Description of the task :: Rewrite each of the entries below with "service" replaced by "tool", leaving everything else unchanged.
· · ·
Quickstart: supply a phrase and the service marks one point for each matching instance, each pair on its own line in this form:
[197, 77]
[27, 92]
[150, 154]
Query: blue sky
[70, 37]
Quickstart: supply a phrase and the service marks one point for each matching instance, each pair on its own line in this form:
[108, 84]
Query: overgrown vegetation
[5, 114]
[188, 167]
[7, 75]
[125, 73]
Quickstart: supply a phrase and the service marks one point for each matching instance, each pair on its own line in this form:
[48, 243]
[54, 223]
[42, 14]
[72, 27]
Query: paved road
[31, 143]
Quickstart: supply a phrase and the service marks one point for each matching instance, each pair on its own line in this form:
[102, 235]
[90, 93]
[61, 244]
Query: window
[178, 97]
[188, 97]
· · ·
Output for this exercise ::
Quickstart: supply a phrase and the tool marks one point for each matching instance, each pair on its own line in this form:
[197, 77]
[27, 92]
[150, 154]
Query: blue sky
[70, 37]
Quickstart: supply a phrase and the tool marks one point for each matching instance, each pair on its own line in this form:
[108, 84]
Query: overgrown vegetation
[5, 114]
[188, 167]
[7, 75]
[125, 73]
Quickstart: supply a phrase and the tool marks one point for each matching instance, each pair on its own line in this form:
[48, 243]
[54, 223]
[42, 14]
[72, 27]
Query: paved road
[31, 143]
Quickstart: supply a phrase and the tool marks one point for each matching instance, each pair on its own line in this form:
[102, 235]
[90, 93]
[61, 244]
Query: window
[178, 97]
[188, 97]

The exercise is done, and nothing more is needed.